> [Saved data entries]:
──────────

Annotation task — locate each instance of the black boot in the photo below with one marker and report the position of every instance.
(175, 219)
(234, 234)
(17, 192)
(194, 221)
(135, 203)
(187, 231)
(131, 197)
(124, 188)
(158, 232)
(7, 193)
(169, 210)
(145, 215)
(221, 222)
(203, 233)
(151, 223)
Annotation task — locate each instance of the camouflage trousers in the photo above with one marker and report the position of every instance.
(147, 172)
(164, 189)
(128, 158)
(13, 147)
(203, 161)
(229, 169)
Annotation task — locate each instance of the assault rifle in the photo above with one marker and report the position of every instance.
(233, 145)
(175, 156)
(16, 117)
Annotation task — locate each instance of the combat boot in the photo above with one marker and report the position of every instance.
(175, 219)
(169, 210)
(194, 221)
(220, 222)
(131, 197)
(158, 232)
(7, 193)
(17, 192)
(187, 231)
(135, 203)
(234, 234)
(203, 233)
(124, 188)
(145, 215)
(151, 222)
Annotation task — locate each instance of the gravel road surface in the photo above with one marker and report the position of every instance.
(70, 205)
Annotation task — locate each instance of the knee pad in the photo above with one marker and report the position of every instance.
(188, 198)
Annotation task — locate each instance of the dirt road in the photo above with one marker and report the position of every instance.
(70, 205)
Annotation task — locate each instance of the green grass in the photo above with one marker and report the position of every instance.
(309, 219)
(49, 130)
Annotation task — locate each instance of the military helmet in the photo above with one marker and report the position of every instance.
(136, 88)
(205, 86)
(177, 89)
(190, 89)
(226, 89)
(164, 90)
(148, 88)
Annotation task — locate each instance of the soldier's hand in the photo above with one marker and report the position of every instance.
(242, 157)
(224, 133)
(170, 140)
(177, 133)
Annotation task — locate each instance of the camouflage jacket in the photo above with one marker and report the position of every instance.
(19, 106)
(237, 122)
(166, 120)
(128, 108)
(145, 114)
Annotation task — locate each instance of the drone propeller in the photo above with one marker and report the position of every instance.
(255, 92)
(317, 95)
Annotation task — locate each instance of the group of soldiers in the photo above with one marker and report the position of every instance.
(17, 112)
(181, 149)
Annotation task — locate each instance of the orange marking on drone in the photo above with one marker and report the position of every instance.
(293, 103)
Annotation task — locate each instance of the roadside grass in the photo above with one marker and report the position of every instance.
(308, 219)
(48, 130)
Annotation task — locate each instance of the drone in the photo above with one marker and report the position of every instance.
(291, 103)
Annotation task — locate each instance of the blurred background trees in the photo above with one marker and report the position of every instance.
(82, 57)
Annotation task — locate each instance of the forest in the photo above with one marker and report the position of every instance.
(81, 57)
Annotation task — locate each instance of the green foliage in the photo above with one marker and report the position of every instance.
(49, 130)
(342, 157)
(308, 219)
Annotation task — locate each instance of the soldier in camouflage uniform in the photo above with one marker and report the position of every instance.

──────────

> [Exercise description]:
The records given above are to be repeated in full, exactly.

> [Task solution]:
Annotation task — locate each instance of the black boot in the photo below with one marker and report the position of every instance.
(175, 219)
(234, 234)
(17, 192)
(194, 221)
(135, 203)
(187, 231)
(131, 197)
(124, 188)
(158, 232)
(7, 193)
(169, 210)
(145, 215)
(221, 222)
(203, 233)
(151, 223)
Annotation task — locate each instance of the camouflage trousers in the photo above with one marker and report the position of every instance.
(147, 172)
(164, 189)
(128, 158)
(13, 147)
(203, 161)
(229, 169)
Annotation task — locate each instance of the assault rifle in the photo above with one marker and report the position of every instance.
(233, 145)
(175, 156)
(16, 117)
Annotation task — locate each instance of the combat boot in the photo above with one marker and report the position of every instance.
(175, 219)
(169, 210)
(194, 221)
(220, 222)
(131, 197)
(158, 232)
(7, 193)
(17, 192)
(187, 231)
(135, 203)
(234, 234)
(203, 233)
(124, 188)
(145, 215)
(151, 222)
Annotation task — locate each instance of the gravel road surface in the photo above with one marker and report the position of every instance.
(70, 205)
Annotation task — locate each instance of the knee pad in the photo above with one marker and report the position of every instance.
(188, 198)
Annotation task — locate each instance of the dirt road in the photo above with one marker and report the position of every instance.
(70, 205)
Annotation task — locate each instance of the green grass in the photo above with one marker and report the position of every instance.
(309, 219)
(49, 130)
Annotation task — locate each instance of the military helmet in the photo above with one marker and report the position of every instance.
(136, 88)
(205, 86)
(177, 89)
(190, 89)
(226, 89)
(164, 90)
(148, 88)
Annotation task — locate each instance of the soldier's hand in the photo above with one marker and report the position of every instance.
(242, 157)
(224, 133)
(170, 140)
(177, 133)
Annotation task — locate each instance of the camouflage jacket in the photo above with one marker and report the position of every instance.
(19, 106)
(237, 122)
(166, 120)
(128, 108)
(145, 114)
Annotation task — locate each instance of the drone propeller in the photo above with one marker and report the position of every instance.
(255, 92)
(317, 95)
Annotation task — locate each instance of the group of soldiers in the photo above with one marker and report the position of every instance.
(17, 112)
(181, 149)
Annotation task — locate each instance of the orange marking on drone in the photo above with one marker and report the position of every instance.
(293, 103)
Annotation task — locate each instance of the roadside grass in the photo above with one marker and report the position of every instance.
(308, 219)
(48, 130)
Annotation task — locate each instance of the drone in the photo above with one marker and report the position of every instance.
(291, 103)
Annotation task — locate each instance of the blurred background trees in the photo above with one marker and report the position of every instance.
(82, 57)
Annotation task — locate each instance of the forest in the photo above with one marker and report the position of every instance.
(81, 57)
Annotation task — locate each instance of the green foliage in the photo above with one marker and report the position of every instance.
(49, 130)
(342, 157)
(308, 219)
Annotation task — locate each instance of the soldier in camouflage uniform in the photo above with one marker and report the position of every instance.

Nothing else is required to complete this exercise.